The exercise:
Locate each line in the records below that contains the word "eyebrow", and copy those lines.

-*-*-

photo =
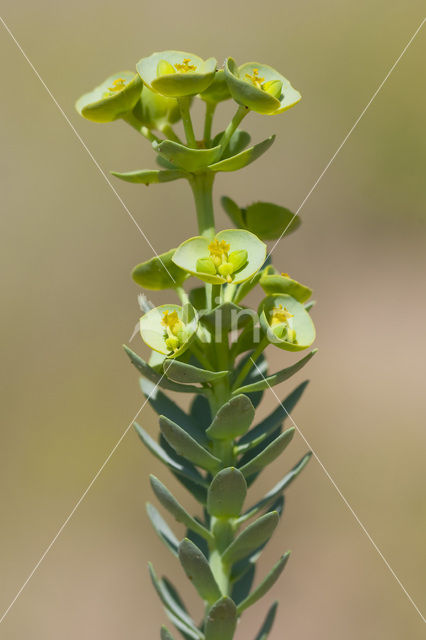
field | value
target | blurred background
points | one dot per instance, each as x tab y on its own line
68	303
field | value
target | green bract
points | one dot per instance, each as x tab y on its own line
218	91
176	73
273	282
155	111
259	87
286	322
115	97
268	221
169	328
233	256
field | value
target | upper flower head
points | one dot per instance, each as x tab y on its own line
112	99
233	255
260	87
176	73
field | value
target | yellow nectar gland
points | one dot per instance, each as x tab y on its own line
184	66
255	79
280	315
118	85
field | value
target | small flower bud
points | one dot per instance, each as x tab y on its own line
238	258
205	265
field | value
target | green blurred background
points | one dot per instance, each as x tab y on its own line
67	247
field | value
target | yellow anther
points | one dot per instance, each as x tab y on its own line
219	248
255	79
280	315
184	66
171	319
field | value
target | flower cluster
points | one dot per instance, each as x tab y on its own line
209	342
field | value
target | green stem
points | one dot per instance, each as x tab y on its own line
250	362
184	104
232	126
136	124
210	110
169	132
202	188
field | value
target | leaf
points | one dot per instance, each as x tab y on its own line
170	602
163	405
198	570
187	447
174	507
266	627
160	272
268	455
158	380
279	487
255	535
226	494
149	176
265	585
221	620
232	420
162	529
276	378
239	140
186	158
276	418
243	584
182	469
243	158
186	373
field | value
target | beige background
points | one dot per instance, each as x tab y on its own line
67	247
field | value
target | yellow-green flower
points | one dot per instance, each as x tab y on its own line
112	99
169	328
260	87
176	73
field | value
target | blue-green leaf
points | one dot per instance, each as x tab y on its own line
158	380
187	373
266	627
244	158
232	420
186	158
149	176
279	487
162	529
265	585
226	494
255	535
197	568
174	507
268	455
182	469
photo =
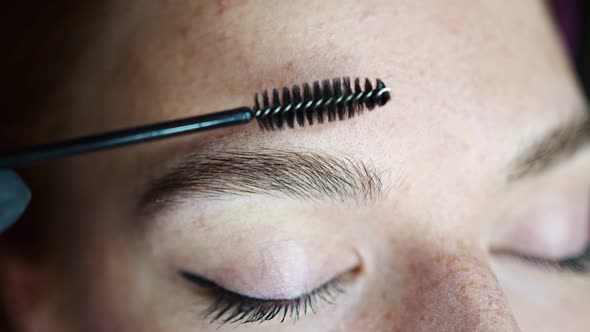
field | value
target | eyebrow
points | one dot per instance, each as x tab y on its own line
303	175
559	145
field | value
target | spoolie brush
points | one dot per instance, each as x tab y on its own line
329	100
333	100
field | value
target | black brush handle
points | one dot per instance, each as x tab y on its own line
125	137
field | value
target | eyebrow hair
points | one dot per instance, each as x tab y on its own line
557	146
301	175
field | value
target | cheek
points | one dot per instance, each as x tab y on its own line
451	292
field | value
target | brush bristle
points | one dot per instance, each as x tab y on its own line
333	100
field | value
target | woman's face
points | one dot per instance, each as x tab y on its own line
461	205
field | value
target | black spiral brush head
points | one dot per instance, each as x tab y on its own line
333	100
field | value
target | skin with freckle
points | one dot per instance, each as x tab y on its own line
473	83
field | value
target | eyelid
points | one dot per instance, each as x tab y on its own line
231	307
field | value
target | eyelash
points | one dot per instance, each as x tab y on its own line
579	264
231	307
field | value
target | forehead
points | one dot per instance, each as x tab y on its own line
166	60
451	91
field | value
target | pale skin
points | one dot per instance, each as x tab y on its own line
474	84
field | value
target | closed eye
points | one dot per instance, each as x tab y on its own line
232	307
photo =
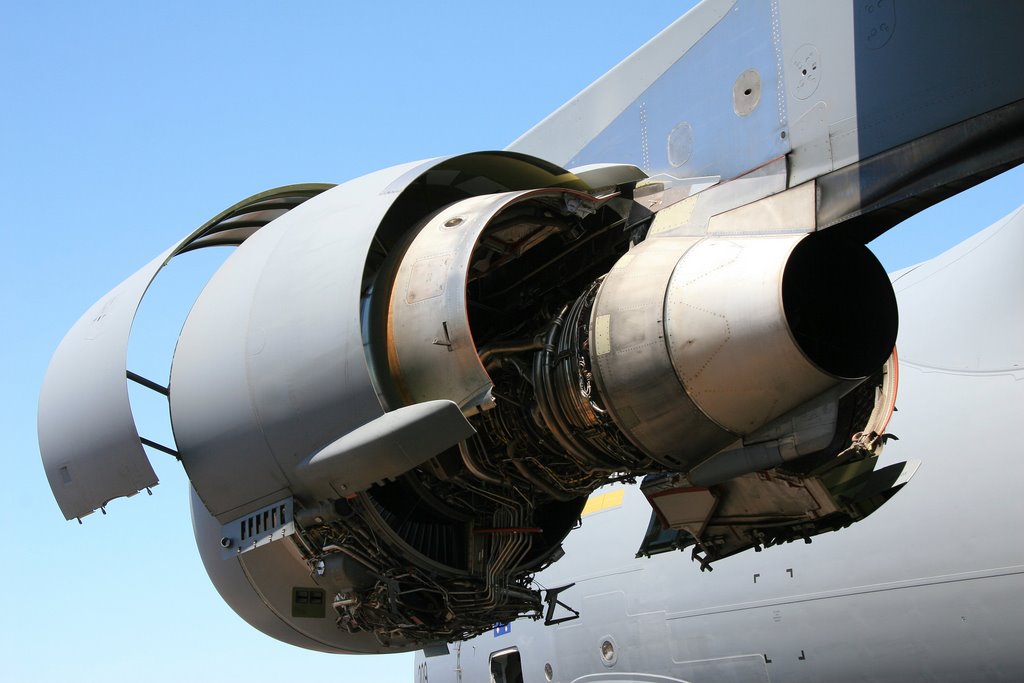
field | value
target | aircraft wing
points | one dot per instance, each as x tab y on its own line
883	107
394	397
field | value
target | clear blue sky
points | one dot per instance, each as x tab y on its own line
126	125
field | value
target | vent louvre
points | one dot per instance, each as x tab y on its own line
258	527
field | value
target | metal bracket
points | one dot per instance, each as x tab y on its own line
551	598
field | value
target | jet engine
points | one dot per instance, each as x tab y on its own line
395	396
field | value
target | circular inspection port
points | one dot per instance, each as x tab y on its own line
840	305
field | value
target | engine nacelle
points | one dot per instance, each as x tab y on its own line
394	397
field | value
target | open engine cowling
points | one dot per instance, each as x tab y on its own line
395	396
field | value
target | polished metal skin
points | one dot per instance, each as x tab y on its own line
398	395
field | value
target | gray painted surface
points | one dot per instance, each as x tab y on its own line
923	590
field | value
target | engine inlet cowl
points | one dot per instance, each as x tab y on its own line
696	342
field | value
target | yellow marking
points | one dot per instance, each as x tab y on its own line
612	499
602	335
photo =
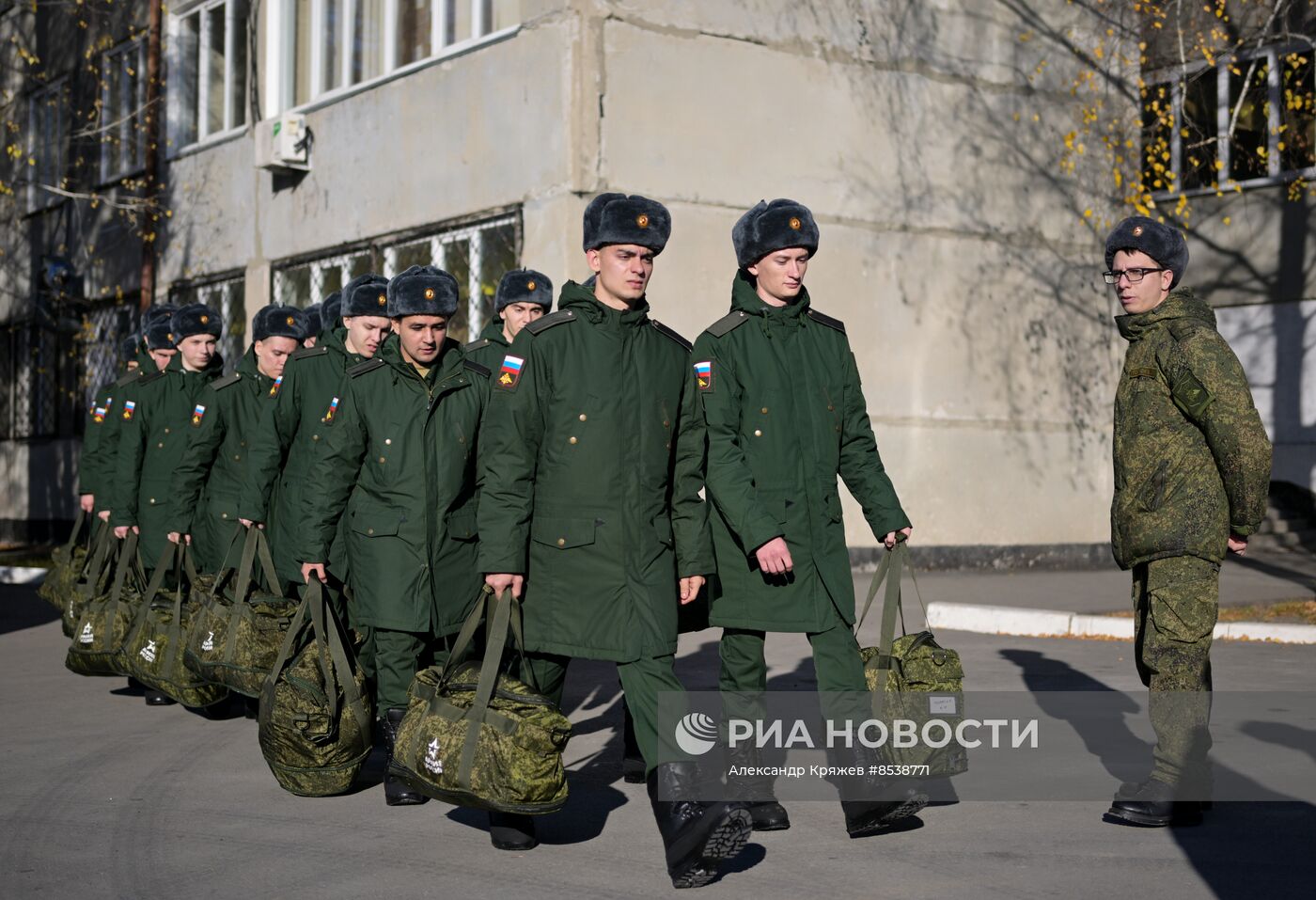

-*-*-

Answer to the problem:
target | eyebrow
target | eyebrow hair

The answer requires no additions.